## Prompt
Report only how many lines in the material contain "below".

## Recorded information
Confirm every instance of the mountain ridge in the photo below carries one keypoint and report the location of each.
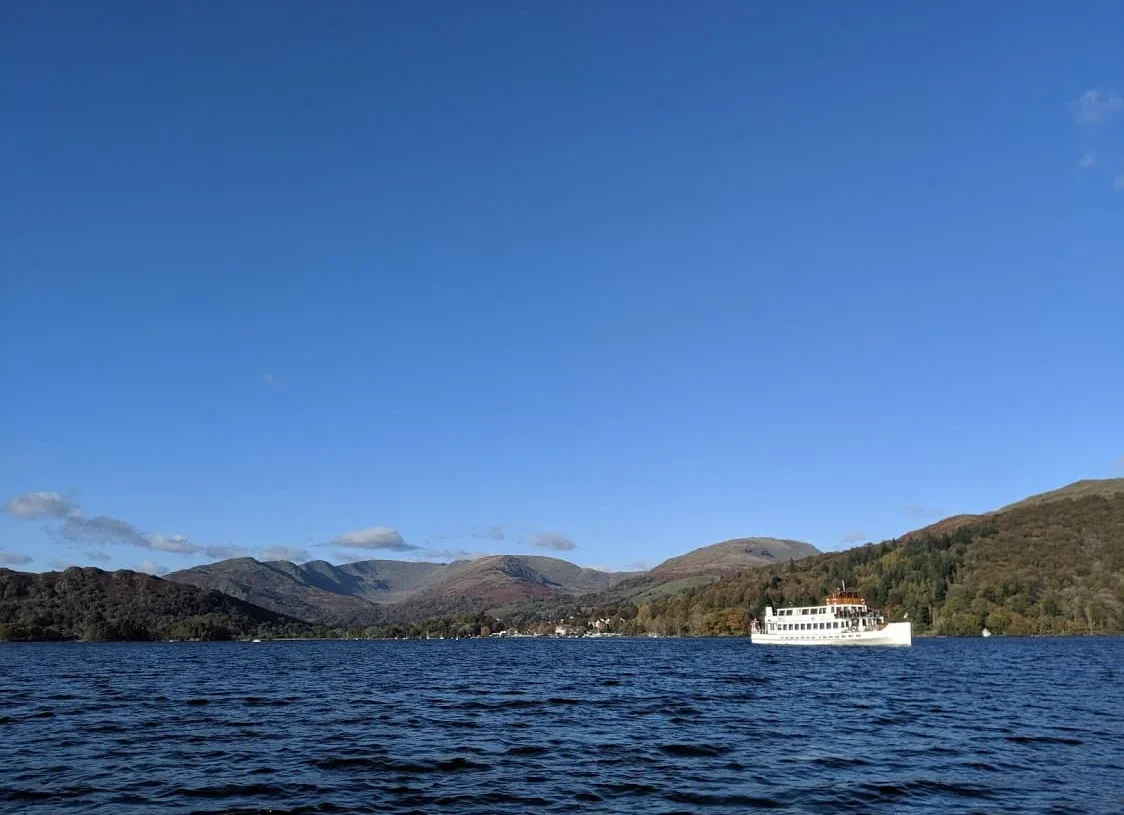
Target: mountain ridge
(370, 591)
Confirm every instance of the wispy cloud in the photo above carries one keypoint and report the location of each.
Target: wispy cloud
(32, 506)
(374, 537)
(292, 553)
(449, 554)
(151, 568)
(492, 533)
(101, 530)
(1097, 106)
(553, 541)
(69, 524)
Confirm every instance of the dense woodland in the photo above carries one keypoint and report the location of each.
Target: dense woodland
(90, 604)
(1036, 568)
(1054, 568)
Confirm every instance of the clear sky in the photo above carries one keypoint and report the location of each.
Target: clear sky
(604, 280)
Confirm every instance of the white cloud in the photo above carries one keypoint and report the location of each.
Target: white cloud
(30, 506)
(451, 554)
(225, 552)
(919, 510)
(375, 537)
(553, 541)
(152, 568)
(100, 530)
(638, 566)
(292, 553)
(492, 533)
(171, 543)
(1097, 106)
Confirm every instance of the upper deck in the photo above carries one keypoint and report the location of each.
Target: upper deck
(839, 604)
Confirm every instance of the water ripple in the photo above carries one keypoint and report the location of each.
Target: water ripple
(562, 726)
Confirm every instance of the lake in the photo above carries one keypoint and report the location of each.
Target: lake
(995, 725)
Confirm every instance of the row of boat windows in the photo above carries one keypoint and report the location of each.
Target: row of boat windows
(790, 612)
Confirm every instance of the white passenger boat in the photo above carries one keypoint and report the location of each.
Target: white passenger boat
(843, 619)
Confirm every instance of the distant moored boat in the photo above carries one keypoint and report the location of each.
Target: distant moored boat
(843, 619)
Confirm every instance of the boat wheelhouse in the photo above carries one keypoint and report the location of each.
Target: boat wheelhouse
(843, 619)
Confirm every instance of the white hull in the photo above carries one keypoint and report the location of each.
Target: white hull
(890, 634)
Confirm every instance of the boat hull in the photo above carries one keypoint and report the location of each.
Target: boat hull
(899, 634)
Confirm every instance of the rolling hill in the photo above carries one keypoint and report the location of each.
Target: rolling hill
(377, 590)
(91, 604)
(1052, 563)
(733, 555)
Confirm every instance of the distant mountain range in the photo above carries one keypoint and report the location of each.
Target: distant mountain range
(375, 590)
(91, 604)
(1049, 564)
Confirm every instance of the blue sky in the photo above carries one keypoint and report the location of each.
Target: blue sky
(608, 281)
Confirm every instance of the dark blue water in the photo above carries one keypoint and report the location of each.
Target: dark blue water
(516, 726)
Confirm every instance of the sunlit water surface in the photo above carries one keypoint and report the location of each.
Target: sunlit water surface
(532, 725)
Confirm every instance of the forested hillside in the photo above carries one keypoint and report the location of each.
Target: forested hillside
(1047, 568)
(91, 604)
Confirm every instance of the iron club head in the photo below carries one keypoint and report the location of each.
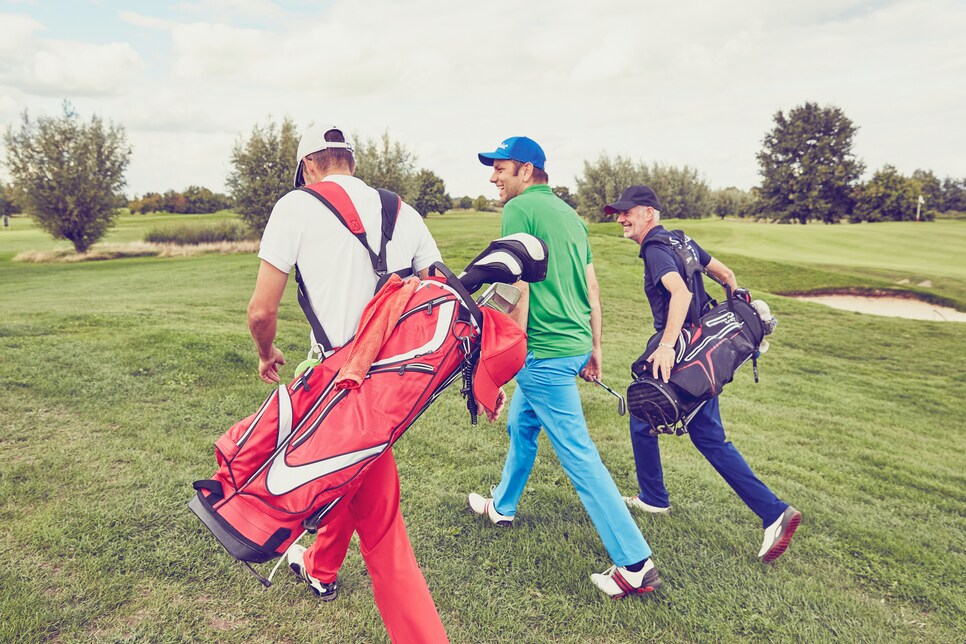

## Response box
2